→ Dataset records:
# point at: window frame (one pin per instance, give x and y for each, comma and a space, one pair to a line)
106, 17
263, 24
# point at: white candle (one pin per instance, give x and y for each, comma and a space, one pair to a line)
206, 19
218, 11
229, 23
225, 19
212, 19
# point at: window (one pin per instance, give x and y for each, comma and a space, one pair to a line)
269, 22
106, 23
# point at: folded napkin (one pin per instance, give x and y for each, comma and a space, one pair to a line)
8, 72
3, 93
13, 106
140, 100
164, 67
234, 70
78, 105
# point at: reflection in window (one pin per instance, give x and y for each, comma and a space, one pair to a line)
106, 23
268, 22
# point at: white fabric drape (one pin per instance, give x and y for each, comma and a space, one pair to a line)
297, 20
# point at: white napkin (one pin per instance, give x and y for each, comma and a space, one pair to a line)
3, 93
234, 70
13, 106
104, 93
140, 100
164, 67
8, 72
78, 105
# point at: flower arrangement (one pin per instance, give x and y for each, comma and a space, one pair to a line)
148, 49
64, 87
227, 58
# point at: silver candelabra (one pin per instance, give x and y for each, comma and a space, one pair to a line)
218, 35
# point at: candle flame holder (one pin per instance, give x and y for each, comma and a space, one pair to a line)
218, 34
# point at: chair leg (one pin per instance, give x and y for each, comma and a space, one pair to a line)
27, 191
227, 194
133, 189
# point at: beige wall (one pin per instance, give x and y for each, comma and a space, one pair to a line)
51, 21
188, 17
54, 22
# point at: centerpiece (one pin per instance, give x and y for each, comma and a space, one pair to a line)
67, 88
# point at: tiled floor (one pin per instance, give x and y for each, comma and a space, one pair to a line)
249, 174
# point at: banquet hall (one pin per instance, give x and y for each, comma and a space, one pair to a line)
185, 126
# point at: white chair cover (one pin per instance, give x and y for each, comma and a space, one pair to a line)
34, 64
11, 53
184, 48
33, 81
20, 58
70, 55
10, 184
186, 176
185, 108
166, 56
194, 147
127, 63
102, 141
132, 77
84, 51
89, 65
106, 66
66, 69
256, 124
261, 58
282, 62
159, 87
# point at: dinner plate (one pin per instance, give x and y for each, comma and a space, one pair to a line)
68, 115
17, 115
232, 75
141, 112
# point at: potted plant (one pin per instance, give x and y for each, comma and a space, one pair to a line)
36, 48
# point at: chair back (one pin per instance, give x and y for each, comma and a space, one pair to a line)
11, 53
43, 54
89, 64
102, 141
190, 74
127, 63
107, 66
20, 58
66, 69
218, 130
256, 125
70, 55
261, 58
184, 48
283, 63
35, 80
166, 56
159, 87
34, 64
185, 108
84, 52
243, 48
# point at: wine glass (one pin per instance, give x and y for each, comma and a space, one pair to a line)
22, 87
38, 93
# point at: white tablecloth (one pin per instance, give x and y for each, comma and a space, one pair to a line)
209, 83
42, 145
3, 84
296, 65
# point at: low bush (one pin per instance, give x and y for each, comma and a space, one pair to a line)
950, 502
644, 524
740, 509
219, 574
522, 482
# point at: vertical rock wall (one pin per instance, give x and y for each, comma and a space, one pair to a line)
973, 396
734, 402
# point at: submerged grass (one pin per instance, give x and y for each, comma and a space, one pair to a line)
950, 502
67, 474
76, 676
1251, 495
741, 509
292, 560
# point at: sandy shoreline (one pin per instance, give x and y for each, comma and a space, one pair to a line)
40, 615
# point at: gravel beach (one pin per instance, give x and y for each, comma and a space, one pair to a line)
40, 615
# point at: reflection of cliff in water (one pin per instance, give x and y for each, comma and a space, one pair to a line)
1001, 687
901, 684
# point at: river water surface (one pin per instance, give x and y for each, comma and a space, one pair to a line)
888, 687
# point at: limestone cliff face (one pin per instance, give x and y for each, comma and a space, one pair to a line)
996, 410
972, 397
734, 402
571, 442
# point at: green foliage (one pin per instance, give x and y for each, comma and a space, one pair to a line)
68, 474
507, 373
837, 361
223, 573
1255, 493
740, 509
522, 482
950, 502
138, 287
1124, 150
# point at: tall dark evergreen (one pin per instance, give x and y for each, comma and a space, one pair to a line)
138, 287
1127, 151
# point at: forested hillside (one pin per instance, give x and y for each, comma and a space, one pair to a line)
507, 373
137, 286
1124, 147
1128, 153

→ Work request:
The data above should be reproduced in full, word for word.

→ Task response:
# point at: window frame (one pin per instance, give x and y for each, comma and a space, one pair to a line)
106, 17
263, 24
# point at: white candle (one pin per instance, give x and y for each, comma and a space, one pair to a line)
206, 19
218, 11
229, 23
225, 19
212, 19
# point at: window (one pin per instance, give x and y for each, comma and a space, one pair to a line)
269, 22
106, 23
# point at: folded napkin (one pin per instance, give x and y for each, comma and a space, one pair to a line)
8, 72
3, 93
13, 106
140, 100
164, 67
234, 70
78, 105
# point at: reflection in window (one pin per instance, give x and y for each, comma and a space, one pair to a line)
106, 23
268, 22
# point at: white fabric drape (one pin per instance, give x and y for each, comma and a space, one pair to a line)
297, 20
# point at: white napkin (one pin per instance, give x and y for each, comma and a space, one pair to a line)
3, 93
234, 70
13, 106
104, 93
140, 100
164, 67
8, 72
78, 105
# point at: flower arrangement (one pin per instance, give x and y for each, comma and a space, one pair to a line)
148, 49
64, 87
227, 58
# point at: silver candelabra (one pin per instance, give x and y for each, comma and a space, one pair to a line)
218, 35
# point at: candle flame holder (one pin per instance, give x and y for each, comma and a space, one pair to a line)
218, 34
# point at: chair leg (one pin per instance, give x and y for each, comma and a space, one pair to a line)
27, 191
227, 194
133, 189
# point at: beige wall (one pin per instance, give x and y for each, comma and a space, one pair to a line)
51, 21
188, 17
54, 22
# point at: centerpiece (one pin per instance, give x and y for each, comma and a space, one pair to a line)
67, 88
# point at: tiled floor (one pin per instance, give x and y for each, comma and a space, one pair to a line)
249, 174
# point at: banquet hall (one pin per instance, give x and y for each, comma and a space, one pair to a line)
185, 126
# point at: white chair cover (one pin per instance, give x and y for each, comma and a space, one pair to a line)
34, 64
11, 53
184, 48
33, 81
20, 58
70, 55
10, 184
186, 176
185, 108
166, 56
194, 147
127, 63
102, 141
132, 77
84, 51
89, 65
106, 66
66, 69
256, 124
261, 58
282, 62
159, 87
# point at: dinner plate (one pin per instance, give x and y for each, comma and a space, one pair to a line)
68, 115
17, 115
232, 75
141, 112
# point at: potted plant (one pin per instance, give x and y for each, comma and a space, one pair to a line)
36, 48
# point at: chair back (one pin per instance, give x and y for each, comma and a space, one pair to a line)
11, 53
43, 54
89, 64
102, 141
190, 74
127, 63
107, 66
20, 58
66, 69
218, 130
256, 125
70, 55
261, 58
184, 48
283, 63
35, 80
166, 56
159, 87
34, 64
185, 108
84, 52
243, 48
# point at: wine glass (one pin per instance, give x and y for each, comma and a space, one pair to a line)
22, 87
38, 93
# point at: white tablecloth (one pin per instance, give x and y for each, comma and a space, one pair to a line)
209, 83
42, 145
3, 84
296, 65
# point at: low bush (one pin per instance, give x and y for each, comma and a space, one pair to a line)
950, 502
644, 524
740, 509
219, 574
522, 482
# point at: vertical rock wall (one pin per instance, give x and y for each, comma and a space, one pair to a line)
973, 396
734, 402
# point at: submerged grass (one pin per instance, give x and y for each, comma and a space, one pair to a line)
950, 502
67, 474
76, 676
1251, 495
741, 509
292, 560
# point at: sandy shoreline (one pin per instance, give x and y for each, comma and a space, one pair to a line)
40, 615
# point at: gravel beach (one pin per instance, give x and y for each, comma and a space, one pair to a line)
40, 615
# point at: reflection of cliff in water (one pin per instance, give x and y for each, comma and a space, one pair to a line)
1001, 687
901, 684
# point at: river water surface (one pin per instance, give x and y for each, comma and a space, one pair to a line)
888, 687
# point at: limestone cliff face (one pin per instance, give x and y for each, comma and a space, one pair to a line)
996, 410
972, 397
734, 402
571, 442
# point at: green foliage (one pin per instance, give x and y for each, comma and a space, one pair to a line)
68, 474
507, 373
837, 361
223, 573
1255, 493
740, 509
522, 482
950, 502
138, 287
1124, 150
# point at: tall dark evergreen (one pin per instance, give x and y for each, comma and a space, one pair to a line)
138, 287
1127, 151
# point at: forested hillside (one pin per instance, give x and y for each, comma and a space, one pair to a line)
507, 373
137, 286
1124, 147
1128, 153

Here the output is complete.